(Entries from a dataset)
──────

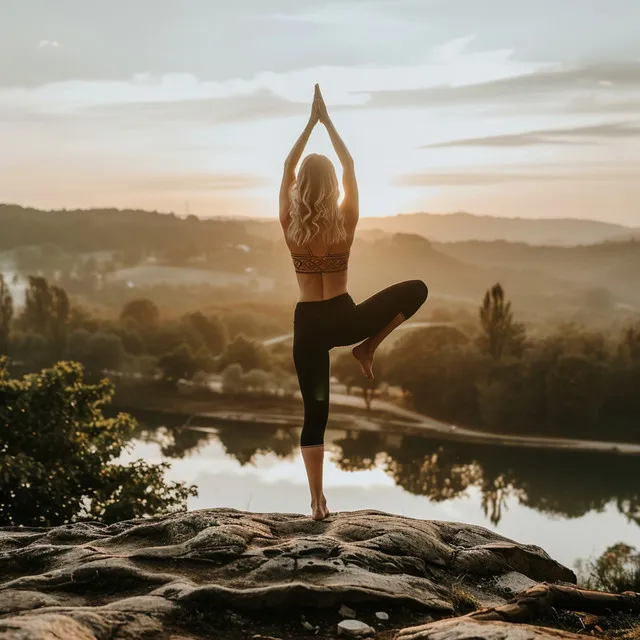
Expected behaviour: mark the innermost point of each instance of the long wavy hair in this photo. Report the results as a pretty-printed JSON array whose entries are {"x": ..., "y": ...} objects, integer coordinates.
[{"x": 314, "y": 203}]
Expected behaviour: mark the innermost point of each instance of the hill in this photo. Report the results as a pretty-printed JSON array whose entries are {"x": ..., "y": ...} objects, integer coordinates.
[{"x": 458, "y": 227}]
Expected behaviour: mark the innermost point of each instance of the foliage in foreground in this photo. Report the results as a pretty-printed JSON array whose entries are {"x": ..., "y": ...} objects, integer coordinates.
[{"x": 57, "y": 453}]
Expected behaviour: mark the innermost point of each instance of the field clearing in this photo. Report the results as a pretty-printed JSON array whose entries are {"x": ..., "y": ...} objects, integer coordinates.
[{"x": 144, "y": 275}]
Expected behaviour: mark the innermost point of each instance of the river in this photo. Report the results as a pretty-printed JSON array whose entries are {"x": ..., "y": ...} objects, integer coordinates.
[{"x": 572, "y": 504}]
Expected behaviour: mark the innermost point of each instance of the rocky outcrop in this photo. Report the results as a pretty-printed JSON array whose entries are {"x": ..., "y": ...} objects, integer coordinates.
[{"x": 174, "y": 576}]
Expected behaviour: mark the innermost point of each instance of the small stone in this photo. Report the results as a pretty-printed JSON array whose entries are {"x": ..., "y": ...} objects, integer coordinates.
[
  {"x": 346, "y": 612},
  {"x": 355, "y": 629}
]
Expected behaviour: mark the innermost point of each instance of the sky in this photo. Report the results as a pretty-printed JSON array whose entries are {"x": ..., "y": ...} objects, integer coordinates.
[{"x": 503, "y": 107}]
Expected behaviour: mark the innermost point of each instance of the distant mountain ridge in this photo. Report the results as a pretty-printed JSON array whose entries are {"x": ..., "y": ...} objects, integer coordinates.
[{"x": 461, "y": 227}]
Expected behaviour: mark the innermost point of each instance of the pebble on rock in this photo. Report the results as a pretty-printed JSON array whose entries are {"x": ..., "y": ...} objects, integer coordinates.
[
  {"x": 346, "y": 612},
  {"x": 355, "y": 629}
]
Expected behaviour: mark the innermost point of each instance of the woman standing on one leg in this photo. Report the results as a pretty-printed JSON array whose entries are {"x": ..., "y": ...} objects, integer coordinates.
[{"x": 319, "y": 233}]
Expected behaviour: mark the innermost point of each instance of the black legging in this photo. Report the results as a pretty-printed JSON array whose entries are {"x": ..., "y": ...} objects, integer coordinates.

──────

Problem to solve = Give the entries again word for word, but skip the pictures.

Answer to this task =
Expected behaviour: mark the innermost point of each instance of the long wavy hair in this photo. Report the results as a pretty-printed JSON array whose entries are {"x": ..., "y": ...} objects, integer coordinates.
[{"x": 314, "y": 203}]
Expected behaviour: mark the innermost point of each instance of the hill in this photo. Report the results as a pretty-printed JSON array whose entries are {"x": ..., "y": ...} objects, integer coordinates.
[{"x": 458, "y": 227}]
Expected behaviour: mark the innermost point of each instance of the foliage in foreground in this photo. Report the results as a pretty-printed JSON array whose entries are {"x": ..., "y": ...} objects, integer coordinates.
[{"x": 57, "y": 453}]
Expected behaviour: mark the innermost point of each instance of the field clearing in this photo. Report the results as a pretty-printed JSON array whose entries are {"x": ..., "y": ...} objects, integer coordinates.
[{"x": 144, "y": 275}]
Expected behaviour: mark the innermost point of each instance of the river in this photo. Report the results as a pretty-printed JSON array whose entries are {"x": ..., "y": ...} objects, integer coordinates.
[{"x": 572, "y": 504}]
Expected behaviour: mark the innermost point of each instance of the rocky outcrop in this photo. Report the results as a pretty-printed JSON array whose entries are {"x": ..., "y": ...} objects, integer coordinates.
[{"x": 174, "y": 576}]
Expected behaviour: mark the innermost point of each instance of the small stone in this photo. Report the results as a pretty-printed JSON array whose entries are {"x": ..., "y": ...} objects, integer coordinates.
[
  {"x": 346, "y": 612},
  {"x": 355, "y": 629}
]
Expected behaviour: mark the innermost point of each instance of the sky in this photo. Report the results as a pretty-printed JSON array whose entries are {"x": ..., "y": ...} objects, integer coordinates.
[{"x": 503, "y": 107}]
Expected behaviour: mark the innermost point of each instance of the distant mountain ridge in this photo. Report the results as a pretty-printed JSON array whose entries are {"x": ..., "y": ...} objects, integer coordinates.
[{"x": 461, "y": 227}]
Expected behaviour: mark the innermost point of each instance of the pebble on rock in this photo. Report the results as a pretty-printed JSON array whose entries are {"x": ..., "y": ...} objects, integer coordinates.
[
  {"x": 346, "y": 612},
  {"x": 355, "y": 629}
]
Expected behaviour: mark the innermost point of each instance of the woman standing on one leg in this photo. Report the results as a pretty-printed JSON array whose entries are {"x": ..., "y": ...} objects, integer coordinates.
[{"x": 319, "y": 233}]
Expected behaviour: mark the innermost point of each instance of the black legging in this photo. Report the results as a pretty-printed JSON array whose entries are {"x": ..., "y": ...} objects, integer coordinates.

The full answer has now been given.